# Problem description
Transcribe the material below verbatim, reproducing each line without any alteration.

Records from a point labeling set
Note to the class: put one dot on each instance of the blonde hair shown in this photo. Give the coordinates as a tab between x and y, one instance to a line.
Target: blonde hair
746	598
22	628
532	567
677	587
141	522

# Written answer
Note to the class: put one dot on each instance of the blonde hair shown in this photo. Give the coordinates as a tab between x and y, one instance to a line.
Target: blonde hair
746	598
22	628
532	567
677	587
141	522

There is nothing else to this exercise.